# Reading passage
Segment Open

Objectives Alongside to respiratory cancers, exposure to asbestos has been associated with gastrointestinal cancers. An association between exposure to amphibole fibres and their presence in hepatic tissue has been reported. We conducted a case-control analysis to explore the association between occupational exposure to asbestos and cholangiocarcinoma.
Methods We used historical data from 155 consecutive patients referred to our centre for diagnosis and treatment of cholangiocarcinoma in 2007–2011 (69 affected by Intrahepatic Cholangiocarcinoma (ICC) and 86 by Extrahepatic Cholangiocarcinoma (ECC)). When feasible, cases were individually matched (ratio up to 1:4) by calendar period of birth (5-year interval), sex and provenience to historical population controls (originally sampled to study other occupational diseases, not related to asbestos). Occupational exposure to asbestos was assessed by industrial hygienists considering life-prevalent job titles. Separate conditional logistic regression models were conducted for ICC and ECC, adjusting for smoking status and socioeconomic class.
Results We matched 149 controls to 49 cases of ICC and 212 controls to 59 cases of ECC (47 cases were not matched mainly due to provenience). We found an increased risk of ICC in workers exposed to asbestos (adjusted OR 4.73, 95% CI 1.54 to 14.54); conversely, no clear evidence of increased risk was found for ECC (adjusted OR 1.84, 95% CI 0.66 to 5.08). Sensitivity analysis conducted using only patients from our city district (conducted to minimise referral bias) produced confirmatory figures.
Conclusions Findings from our exploratory study support the hypothesis that intrahepatic cholangiocarcinoma could arise from chronic irritation and inflammation caused by deposition of asbestos fibres.

Segment Closed

# Record extracts
Segment Open

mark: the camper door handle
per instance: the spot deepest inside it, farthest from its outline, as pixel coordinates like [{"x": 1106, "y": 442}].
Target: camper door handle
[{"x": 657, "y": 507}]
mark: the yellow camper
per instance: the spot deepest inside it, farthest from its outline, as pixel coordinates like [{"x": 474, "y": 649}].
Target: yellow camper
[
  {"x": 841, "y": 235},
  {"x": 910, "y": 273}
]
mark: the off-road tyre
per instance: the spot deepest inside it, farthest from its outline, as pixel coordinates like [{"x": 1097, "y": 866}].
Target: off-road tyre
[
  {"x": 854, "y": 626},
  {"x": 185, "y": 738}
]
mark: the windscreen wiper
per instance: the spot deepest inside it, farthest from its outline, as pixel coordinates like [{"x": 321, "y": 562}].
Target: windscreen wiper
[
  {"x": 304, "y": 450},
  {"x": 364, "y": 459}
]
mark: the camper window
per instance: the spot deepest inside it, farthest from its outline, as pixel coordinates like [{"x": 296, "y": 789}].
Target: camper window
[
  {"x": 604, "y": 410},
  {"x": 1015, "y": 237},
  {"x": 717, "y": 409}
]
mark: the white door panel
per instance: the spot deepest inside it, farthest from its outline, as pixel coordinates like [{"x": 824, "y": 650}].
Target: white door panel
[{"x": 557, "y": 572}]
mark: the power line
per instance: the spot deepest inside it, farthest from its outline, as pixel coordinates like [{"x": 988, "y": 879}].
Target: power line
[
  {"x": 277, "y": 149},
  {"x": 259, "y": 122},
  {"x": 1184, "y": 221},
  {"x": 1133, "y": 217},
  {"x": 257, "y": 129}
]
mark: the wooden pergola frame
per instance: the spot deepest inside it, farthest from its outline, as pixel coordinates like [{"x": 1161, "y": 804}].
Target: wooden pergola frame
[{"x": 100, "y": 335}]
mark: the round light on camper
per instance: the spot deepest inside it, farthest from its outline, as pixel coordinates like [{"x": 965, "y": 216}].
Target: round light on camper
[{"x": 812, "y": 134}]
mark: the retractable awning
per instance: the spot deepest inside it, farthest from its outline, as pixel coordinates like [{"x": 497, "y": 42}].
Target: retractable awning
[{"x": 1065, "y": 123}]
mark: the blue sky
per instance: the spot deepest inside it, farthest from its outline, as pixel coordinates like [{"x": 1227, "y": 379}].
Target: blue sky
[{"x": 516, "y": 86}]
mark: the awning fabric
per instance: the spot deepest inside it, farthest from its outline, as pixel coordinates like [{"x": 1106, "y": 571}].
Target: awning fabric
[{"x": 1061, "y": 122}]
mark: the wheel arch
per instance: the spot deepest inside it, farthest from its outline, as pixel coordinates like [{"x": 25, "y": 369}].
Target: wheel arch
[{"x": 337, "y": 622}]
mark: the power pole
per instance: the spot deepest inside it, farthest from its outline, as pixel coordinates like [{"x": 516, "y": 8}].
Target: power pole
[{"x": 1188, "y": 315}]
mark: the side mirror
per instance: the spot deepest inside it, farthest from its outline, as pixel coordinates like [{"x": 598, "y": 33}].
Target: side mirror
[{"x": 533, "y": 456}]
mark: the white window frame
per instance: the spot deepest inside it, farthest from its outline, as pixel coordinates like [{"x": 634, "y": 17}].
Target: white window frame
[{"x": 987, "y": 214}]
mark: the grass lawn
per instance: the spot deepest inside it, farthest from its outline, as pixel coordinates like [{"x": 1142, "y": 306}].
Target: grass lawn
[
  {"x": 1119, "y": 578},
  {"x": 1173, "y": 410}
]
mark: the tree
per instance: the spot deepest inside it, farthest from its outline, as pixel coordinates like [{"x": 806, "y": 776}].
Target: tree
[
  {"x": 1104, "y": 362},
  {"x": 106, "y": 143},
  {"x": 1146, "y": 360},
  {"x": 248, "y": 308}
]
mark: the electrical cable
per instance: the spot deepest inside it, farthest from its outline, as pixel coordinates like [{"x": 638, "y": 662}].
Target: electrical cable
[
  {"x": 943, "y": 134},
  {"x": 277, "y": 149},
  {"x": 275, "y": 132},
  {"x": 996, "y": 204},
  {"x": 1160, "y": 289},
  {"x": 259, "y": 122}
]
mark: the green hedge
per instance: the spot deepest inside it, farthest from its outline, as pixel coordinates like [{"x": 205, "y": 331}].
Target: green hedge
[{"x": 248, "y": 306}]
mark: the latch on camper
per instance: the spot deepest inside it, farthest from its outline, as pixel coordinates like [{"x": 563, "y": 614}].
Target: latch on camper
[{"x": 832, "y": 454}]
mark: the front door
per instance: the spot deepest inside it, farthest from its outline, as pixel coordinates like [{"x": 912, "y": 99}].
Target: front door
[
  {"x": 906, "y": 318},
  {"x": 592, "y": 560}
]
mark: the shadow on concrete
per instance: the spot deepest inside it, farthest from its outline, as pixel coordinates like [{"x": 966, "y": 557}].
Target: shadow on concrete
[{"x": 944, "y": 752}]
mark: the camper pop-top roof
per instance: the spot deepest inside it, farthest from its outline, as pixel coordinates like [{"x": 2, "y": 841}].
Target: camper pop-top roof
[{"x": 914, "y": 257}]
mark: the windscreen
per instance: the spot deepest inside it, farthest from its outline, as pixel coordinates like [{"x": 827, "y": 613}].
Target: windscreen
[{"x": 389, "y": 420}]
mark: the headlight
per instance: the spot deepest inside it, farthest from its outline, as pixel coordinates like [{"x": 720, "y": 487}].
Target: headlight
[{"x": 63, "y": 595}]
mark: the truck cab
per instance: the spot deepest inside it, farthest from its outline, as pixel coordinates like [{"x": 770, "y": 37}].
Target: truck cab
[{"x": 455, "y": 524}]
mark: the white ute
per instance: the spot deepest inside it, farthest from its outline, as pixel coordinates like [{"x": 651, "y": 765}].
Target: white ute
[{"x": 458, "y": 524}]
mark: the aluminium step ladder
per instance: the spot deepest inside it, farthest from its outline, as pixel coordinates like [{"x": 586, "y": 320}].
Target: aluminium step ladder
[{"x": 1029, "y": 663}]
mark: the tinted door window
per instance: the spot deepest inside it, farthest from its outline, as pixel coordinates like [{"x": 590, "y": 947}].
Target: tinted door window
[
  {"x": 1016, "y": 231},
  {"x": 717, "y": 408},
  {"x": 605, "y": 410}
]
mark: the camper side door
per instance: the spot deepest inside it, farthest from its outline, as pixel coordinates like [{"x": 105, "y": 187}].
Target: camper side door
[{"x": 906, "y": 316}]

Segment Closed

# Task brief
In the abstract on asbestos and cholangiocarcinoma, how many controls were matched to the cases of intrahepatic cholangiocarcinoma?

# Problem solution
149 controls were matched to 49 cases of intrahepatic cholangiocarcinoma.